» Document text
The Willows (green) and Serpents (purple) enter the Australian quidditch scene, drawing in a huge amount of raw Dropbear power | Photo: Ajantha Abey Quidditch Photography

The Willows (green) and Serpents (purple) enter the Australian quidditch scene, drawing in a huge amount of raw Dropbear power | Photo: Ajantha Abey Quidditch Photography

The emergence of Graduate teams was an inevitability - and part of a larger global trend in quidditch already seen in the USA, where college and community have split into two different divisions at the National and Regional level due to the sheer imbalance between teams. In the UK as well, teams such as Velociraptors QC (largely made up of Oxford University Quidditch Club (the 2016 British Champions) players) and Werewolves of London (largely bolstered by an influx of ex-Southampton (2015 British Champions) players) either formed or came to prominence in the 2016-17 season. In the UK, the Raptors and Wolves were dominant over almost the entire rest of the competition, save for Warwick university, whose core experienced players eventually became the core of yet another graduate community team in London (London Quidditch Club), and the three clubs now battle for dominance (with some competition from the London Unspeakables, not strictly a graduate team, but now featuring many such graduates and other experienced players), while the rest of the country watches. Indeed, in the Northern Uk region, the Raptors’ closest competition is their second team, the Megalodons.

I wrote about this trend back at the start of 2017 - questioning whether we would be seeing the start of a similar trend in Australia. Watching countries one to several years ahead of us in terms of quidditch development like the USA and the UK, the writing seemed to be on the wall. Indeed, who could hope to compete with the likes of the Willows and Serpents, when the players who made up those teams not only comprised most of the best players in the state, but also meant that their old teams no longer had their experienced core propping them up? The likes of the Muggles and Usyd leadership certainly saw it coming, and were preparing for it, expecting that QUAFL 2016 was the last chance for their original university teams to have a shot at the National title, before the graduate community teams took over and became too strong.

In some ways, things in 2017 went as predicted. In NSW, while the Serpents sometimes struggled to find synergy among their mix of star power, their sheer level of size, skill, and experience made them overwhelmingly dominant in the NSW Quidditch League, only playing one game in SWIM which they lost to the ANU Owls. Meanwhile in Victoria, the Willows, featuring ex-Muggle Nathan Morton among a number of Basilisks stars (the likes of Taya Rawson, Gen Gibson, James Osmond, etc.)  were similarly dominant, with only the Manticores for competition, who retained just as much star power for themselves between Dropbears Callum Mayling, Cassia Menkorst, and Emily Merry, while also starting to pick up some graduates like Dean and Nicola from the Muggles (The Wrackspurts I imagine may have been causing trouble too, but I don’t remember enough of the 2017 Vic Cup season).

» Dataset records
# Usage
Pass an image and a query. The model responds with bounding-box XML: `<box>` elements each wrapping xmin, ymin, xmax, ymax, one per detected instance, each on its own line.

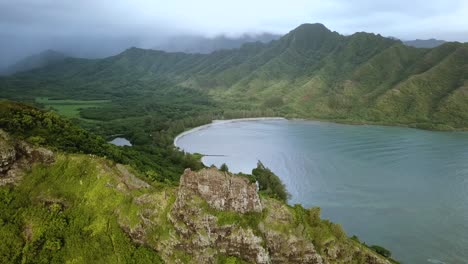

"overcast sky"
<box><xmin>0</xmin><ymin>0</ymin><xmax>468</xmax><ymax>66</ymax></box>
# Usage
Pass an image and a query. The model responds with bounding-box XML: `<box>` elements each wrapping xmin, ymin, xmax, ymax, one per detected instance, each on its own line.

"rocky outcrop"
<box><xmin>179</xmin><ymin>168</ymin><xmax>262</xmax><ymax>213</ymax></box>
<box><xmin>163</xmin><ymin>168</ymin><xmax>322</xmax><ymax>263</ymax></box>
<box><xmin>0</xmin><ymin>129</ymin><xmax>54</xmax><ymax>186</ymax></box>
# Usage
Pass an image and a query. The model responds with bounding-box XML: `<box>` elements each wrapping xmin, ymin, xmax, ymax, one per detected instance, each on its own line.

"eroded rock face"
<box><xmin>119</xmin><ymin>168</ymin><xmax>390</xmax><ymax>264</ymax></box>
<box><xmin>166</xmin><ymin>168</ymin><xmax>322</xmax><ymax>264</ymax></box>
<box><xmin>180</xmin><ymin>168</ymin><xmax>262</xmax><ymax>213</ymax></box>
<box><xmin>0</xmin><ymin>129</ymin><xmax>54</xmax><ymax>186</ymax></box>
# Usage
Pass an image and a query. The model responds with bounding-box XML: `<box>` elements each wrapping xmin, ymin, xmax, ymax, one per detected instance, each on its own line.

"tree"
<box><xmin>219</xmin><ymin>163</ymin><xmax>229</xmax><ymax>172</ymax></box>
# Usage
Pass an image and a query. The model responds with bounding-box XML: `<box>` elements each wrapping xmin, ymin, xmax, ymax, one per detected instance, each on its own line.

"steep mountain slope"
<box><xmin>403</xmin><ymin>39</ymin><xmax>446</xmax><ymax>49</ymax></box>
<box><xmin>2</xmin><ymin>50</ymin><xmax>67</xmax><ymax>74</ymax></box>
<box><xmin>153</xmin><ymin>33</ymin><xmax>281</xmax><ymax>54</ymax></box>
<box><xmin>0</xmin><ymin>24</ymin><xmax>468</xmax><ymax>129</ymax></box>
<box><xmin>0</xmin><ymin>102</ymin><xmax>394</xmax><ymax>264</ymax></box>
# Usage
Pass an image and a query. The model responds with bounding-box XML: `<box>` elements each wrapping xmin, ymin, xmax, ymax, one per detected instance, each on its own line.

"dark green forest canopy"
<box><xmin>0</xmin><ymin>24</ymin><xmax>468</xmax><ymax>133</ymax></box>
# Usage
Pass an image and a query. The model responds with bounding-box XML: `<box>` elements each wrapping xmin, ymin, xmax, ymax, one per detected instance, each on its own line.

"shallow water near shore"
<box><xmin>176</xmin><ymin>120</ymin><xmax>468</xmax><ymax>264</ymax></box>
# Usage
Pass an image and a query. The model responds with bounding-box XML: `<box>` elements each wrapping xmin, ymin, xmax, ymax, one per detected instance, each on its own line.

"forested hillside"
<box><xmin>0</xmin><ymin>24</ymin><xmax>468</xmax><ymax>129</ymax></box>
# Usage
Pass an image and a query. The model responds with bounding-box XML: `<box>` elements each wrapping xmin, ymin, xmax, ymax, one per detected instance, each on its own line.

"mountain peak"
<box><xmin>291</xmin><ymin>23</ymin><xmax>331</xmax><ymax>33</ymax></box>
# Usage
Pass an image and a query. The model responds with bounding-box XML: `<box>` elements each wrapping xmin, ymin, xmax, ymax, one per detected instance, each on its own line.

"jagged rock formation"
<box><xmin>0</xmin><ymin>129</ymin><xmax>54</xmax><ymax>186</ymax></box>
<box><xmin>179</xmin><ymin>168</ymin><xmax>262</xmax><ymax>213</ymax></box>
<box><xmin>121</xmin><ymin>168</ymin><xmax>390</xmax><ymax>264</ymax></box>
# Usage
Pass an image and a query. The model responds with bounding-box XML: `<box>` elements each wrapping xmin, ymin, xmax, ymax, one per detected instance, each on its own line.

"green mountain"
<box><xmin>2</xmin><ymin>50</ymin><xmax>67</xmax><ymax>75</ymax></box>
<box><xmin>403</xmin><ymin>39</ymin><xmax>446</xmax><ymax>49</ymax></box>
<box><xmin>0</xmin><ymin>101</ymin><xmax>395</xmax><ymax>264</ymax></box>
<box><xmin>153</xmin><ymin>33</ymin><xmax>281</xmax><ymax>54</ymax></box>
<box><xmin>0</xmin><ymin>24</ymin><xmax>468</xmax><ymax>129</ymax></box>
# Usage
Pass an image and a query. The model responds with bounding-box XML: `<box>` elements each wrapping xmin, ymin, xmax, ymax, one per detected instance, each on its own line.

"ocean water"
<box><xmin>176</xmin><ymin>120</ymin><xmax>468</xmax><ymax>264</ymax></box>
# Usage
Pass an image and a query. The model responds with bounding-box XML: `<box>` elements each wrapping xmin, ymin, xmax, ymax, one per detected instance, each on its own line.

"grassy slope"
<box><xmin>0</xmin><ymin>155</ymin><xmax>165</xmax><ymax>263</ymax></box>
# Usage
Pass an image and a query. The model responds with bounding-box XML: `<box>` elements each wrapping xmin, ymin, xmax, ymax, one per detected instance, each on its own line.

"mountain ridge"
<box><xmin>0</xmin><ymin>24</ymin><xmax>468</xmax><ymax>129</ymax></box>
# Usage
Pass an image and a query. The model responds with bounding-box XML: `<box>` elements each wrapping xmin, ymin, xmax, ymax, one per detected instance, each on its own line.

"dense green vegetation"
<box><xmin>0</xmin><ymin>156</ymin><xmax>162</xmax><ymax>263</ymax></box>
<box><xmin>0</xmin><ymin>21</ymin><xmax>456</xmax><ymax>263</ymax></box>
<box><xmin>0</xmin><ymin>24</ymin><xmax>468</xmax><ymax>139</ymax></box>
<box><xmin>0</xmin><ymin>101</ymin><xmax>202</xmax><ymax>182</ymax></box>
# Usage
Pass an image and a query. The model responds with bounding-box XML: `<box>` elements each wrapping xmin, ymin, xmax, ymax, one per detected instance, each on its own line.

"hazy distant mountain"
<box><xmin>154</xmin><ymin>33</ymin><xmax>281</xmax><ymax>54</ymax></box>
<box><xmin>403</xmin><ymin>39</ymin><xmax>446</xmax><ymax>48</ymax></box>
<box><xmin>0</xmin><ymin>24</ymin><xmax>468</xmax><ymax>129</ymax></box>
<box><xmin>1</xmin><ymin>50</ymin><xmax>67</xmax><ymax>75</ymax></box>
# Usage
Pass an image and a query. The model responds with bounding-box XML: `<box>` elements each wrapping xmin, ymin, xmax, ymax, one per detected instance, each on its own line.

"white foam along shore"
<box><xmin>174</xmin><ymin>117</ymin><xmax>286</xmax><ymax>148</ymax></box>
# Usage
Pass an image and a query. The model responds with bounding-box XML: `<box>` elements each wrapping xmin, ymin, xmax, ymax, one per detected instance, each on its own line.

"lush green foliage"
<box><xmin>219</xmin><ymin>163</ymin><xmax>229</xmax><ymax>172</ymax></box>
<box><xmin>0</xmin><ymin>155</ymin><xmax>162</xmax><ymax>263</ymax></box>
<box><xmin>252</xmin><ymin>161</ymin><xmax>290</xmax><ymax>201</ymax></box>
<box><xmin>0</xmin><ymin>24</ymin><xmax>468</xmax><ymax>130</ymax></box>
<box><xmin>0</xmin><ymin>101</ymin><xmax>202</xmax><ymax>181</ymax></box>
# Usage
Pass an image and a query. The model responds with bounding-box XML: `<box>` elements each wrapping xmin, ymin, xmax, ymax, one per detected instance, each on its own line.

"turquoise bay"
<box><xmin>176</xmin><ymin>120</ymin><xmax>468</xmax><ymax>264</ymax></box>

» Problem
Pick up the piece on graduate teams in Australian quidditch after its final sentence and continue it.

» Solved problem
Monash Muggles at QUAFL 2017, rebuilding in the wake of the new graduate community teams | Photo: Ajantha Abey Quidditch Photography

Monash Muggles at QUAFL 2017, rebuilding in the wake of the new graduate community teams | Photo: Ajantha Abey Quidditch Photography

A very soggy QUAFL saw the Serpents and Willows face off in an intense SWIM semi-final where the Willows came out victorious and went on to win the tournament against the Wrackspurts - who had defeated the Manticores in the other semi-final. This isn’t the whole story however. While dominant and consistent, a strong recruitment program at Usyd meant that the club, now with three teams and a number of impressive pickups, gradually came back to prominence over the course of the year, with increasingly more convincing defeats over ANU at state finals and QUAFL, and an impressive SWIM performance against the Serpents in the quarter finals, demonstrating a level of regained parity that would have been unthinkable in the UK or US. Similarly, the Muggles also experienced a strong recruitment season, coming into Nationals with two teams and a wealth of talent, and, like Usyd, still making it as far as the quarter finals.

2018 saw the emergence of the Melbourne Ravens - another graduate team formed from the folding of the Wrackspurts and some of Melbourne University Unicorn’s most experienced players. The Ravens, Manticores (bolstered by picking up Neil Kemister from Wrackspurts), Willows, and Muggles all found themselves battling for top position in the Vic Cup. With minor losses to graduating/transferring players, and a lot of depth to work with from their two teams, the Muggles stayed strong and competitive against the very best their state had to offer - most of which could be considered graduate teams, with the Manticores picking up more and more graduate players over the years (even some NSW and QLD graduate players) to add to their now well-experienced core.

2018 was where we saw a foreshadowing of what was to come for the Muggles in 2019, but occurring in the NSW league. By this point, the Usyd Unspeakables, despite further transfers of experienced members to the Serpents, had established themselves as a strong university presence in the top rungs of the NSW league, and using the full advantage of their three teams worth of depth and coming off the back of their 2017 rebuilding year, they dug in against their former teammates on the Serpents. The two teams went game for game the whole year, otherwise uncontested at the top of the ladder, Serpents winning in preseason, Usyd in the first round of the league, Serpents in pool play at Midwinter, Usyd in the Midwinter (and Mudbash) finals, Serpents in the next round of league play, and Usyd at the NQL Finals. Both teams came into QUAFL favourites for NSW against the two Melbourne super teams - Willows and Manticores rounding out the top 4.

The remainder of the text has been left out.